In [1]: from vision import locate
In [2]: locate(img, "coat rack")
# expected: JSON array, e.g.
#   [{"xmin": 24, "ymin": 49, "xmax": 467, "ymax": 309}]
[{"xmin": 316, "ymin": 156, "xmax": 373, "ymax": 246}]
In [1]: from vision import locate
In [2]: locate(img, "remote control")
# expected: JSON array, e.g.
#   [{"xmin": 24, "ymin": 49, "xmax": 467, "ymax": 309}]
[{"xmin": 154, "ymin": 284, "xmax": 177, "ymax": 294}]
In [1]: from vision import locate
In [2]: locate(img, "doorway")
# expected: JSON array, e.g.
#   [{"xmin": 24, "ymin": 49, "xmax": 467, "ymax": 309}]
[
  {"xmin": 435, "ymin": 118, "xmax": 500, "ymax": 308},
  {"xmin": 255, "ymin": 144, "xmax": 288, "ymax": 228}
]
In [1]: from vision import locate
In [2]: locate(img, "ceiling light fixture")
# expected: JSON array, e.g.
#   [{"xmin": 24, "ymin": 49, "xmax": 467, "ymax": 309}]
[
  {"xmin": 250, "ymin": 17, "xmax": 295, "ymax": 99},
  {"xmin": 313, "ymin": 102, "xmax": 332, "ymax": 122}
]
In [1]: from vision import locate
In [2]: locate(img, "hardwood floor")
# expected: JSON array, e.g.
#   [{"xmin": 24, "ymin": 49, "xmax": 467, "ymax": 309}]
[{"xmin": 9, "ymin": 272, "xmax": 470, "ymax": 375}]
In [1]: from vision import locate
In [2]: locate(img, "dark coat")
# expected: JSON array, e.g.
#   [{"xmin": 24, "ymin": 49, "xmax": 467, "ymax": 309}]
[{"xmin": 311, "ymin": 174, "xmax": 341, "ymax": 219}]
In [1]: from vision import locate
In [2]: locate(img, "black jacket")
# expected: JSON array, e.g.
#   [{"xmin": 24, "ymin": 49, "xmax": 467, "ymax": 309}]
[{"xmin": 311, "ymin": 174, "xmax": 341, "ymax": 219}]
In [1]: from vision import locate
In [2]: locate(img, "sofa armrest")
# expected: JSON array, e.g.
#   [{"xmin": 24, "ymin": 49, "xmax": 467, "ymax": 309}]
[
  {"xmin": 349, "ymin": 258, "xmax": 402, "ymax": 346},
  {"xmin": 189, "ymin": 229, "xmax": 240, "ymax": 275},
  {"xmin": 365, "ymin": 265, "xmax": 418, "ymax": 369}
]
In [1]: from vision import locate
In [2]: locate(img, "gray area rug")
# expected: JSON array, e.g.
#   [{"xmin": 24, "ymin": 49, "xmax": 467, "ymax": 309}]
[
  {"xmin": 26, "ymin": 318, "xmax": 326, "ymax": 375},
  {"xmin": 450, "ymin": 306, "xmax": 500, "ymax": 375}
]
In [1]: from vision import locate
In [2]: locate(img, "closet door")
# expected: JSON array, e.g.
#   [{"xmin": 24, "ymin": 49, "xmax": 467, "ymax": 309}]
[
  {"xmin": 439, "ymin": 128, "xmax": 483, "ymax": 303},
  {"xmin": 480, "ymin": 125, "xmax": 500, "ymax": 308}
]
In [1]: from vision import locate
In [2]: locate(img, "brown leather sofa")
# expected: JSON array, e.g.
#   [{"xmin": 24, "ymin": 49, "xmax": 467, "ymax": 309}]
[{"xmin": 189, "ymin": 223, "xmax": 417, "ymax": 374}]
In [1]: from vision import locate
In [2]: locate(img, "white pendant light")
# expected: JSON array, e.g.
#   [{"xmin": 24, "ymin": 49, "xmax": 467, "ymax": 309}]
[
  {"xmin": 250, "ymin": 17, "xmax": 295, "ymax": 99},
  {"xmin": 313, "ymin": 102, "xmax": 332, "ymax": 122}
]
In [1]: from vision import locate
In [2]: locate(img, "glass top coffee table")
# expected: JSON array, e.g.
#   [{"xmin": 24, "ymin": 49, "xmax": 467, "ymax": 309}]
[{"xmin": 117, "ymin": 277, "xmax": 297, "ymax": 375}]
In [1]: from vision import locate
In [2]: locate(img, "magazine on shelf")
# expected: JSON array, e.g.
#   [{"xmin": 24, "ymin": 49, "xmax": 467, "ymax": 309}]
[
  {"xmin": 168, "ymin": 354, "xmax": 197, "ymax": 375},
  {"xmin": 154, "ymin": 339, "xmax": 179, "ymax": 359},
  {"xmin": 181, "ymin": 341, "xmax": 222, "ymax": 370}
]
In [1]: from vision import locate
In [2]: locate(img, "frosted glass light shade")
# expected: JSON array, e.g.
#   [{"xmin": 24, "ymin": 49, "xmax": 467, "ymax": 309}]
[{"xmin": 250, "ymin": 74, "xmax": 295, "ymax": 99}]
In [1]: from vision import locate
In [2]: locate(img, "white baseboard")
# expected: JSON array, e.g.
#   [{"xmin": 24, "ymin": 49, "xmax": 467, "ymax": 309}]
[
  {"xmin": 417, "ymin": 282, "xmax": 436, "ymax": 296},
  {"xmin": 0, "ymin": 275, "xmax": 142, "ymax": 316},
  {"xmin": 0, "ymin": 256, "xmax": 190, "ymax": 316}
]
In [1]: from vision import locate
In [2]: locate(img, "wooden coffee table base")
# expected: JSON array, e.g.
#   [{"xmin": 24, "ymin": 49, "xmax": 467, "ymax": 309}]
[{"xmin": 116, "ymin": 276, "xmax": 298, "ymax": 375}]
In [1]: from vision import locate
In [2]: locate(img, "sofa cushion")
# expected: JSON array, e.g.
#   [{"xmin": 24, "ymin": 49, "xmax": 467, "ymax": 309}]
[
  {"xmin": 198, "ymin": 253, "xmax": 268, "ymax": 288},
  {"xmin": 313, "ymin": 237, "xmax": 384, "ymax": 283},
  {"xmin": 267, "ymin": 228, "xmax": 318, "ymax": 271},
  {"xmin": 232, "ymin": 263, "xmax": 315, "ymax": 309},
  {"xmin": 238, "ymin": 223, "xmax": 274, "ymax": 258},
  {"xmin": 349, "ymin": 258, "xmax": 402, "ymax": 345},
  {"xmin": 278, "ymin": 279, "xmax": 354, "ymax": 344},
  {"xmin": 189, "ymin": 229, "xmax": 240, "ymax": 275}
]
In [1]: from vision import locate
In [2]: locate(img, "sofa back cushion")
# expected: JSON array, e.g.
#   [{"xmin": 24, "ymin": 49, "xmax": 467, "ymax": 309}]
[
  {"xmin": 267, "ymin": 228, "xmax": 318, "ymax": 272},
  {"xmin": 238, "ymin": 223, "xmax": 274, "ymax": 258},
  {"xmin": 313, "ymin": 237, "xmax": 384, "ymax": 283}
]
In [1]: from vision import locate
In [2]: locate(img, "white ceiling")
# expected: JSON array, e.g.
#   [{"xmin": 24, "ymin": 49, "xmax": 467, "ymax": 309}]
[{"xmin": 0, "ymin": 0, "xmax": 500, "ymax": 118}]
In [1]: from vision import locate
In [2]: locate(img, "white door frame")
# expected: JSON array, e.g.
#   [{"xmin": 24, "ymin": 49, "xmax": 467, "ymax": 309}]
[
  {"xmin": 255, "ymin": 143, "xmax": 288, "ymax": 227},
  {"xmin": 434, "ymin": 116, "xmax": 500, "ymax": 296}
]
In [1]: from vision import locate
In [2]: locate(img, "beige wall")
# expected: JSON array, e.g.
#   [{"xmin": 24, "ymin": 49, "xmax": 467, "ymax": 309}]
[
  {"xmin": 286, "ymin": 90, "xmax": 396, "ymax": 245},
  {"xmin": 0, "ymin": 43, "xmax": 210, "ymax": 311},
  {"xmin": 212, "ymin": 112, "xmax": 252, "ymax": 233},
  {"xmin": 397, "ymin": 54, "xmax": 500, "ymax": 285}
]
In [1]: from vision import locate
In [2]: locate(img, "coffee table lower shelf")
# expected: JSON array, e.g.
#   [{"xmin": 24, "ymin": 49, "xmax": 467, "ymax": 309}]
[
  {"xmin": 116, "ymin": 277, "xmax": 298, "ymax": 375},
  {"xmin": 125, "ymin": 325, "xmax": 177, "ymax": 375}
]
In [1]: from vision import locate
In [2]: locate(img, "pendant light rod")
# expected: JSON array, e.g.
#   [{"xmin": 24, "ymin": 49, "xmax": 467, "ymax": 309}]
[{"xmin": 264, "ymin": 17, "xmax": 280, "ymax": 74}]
———
_TASK REQUIREMENTS_
Extract each line of the records above that contains the word "shelf".

_WRITTEN RESPONSE_
In [2]: locate(img, "magazine on shelf")
In [2]: locate(img, "coffee table lower shelf")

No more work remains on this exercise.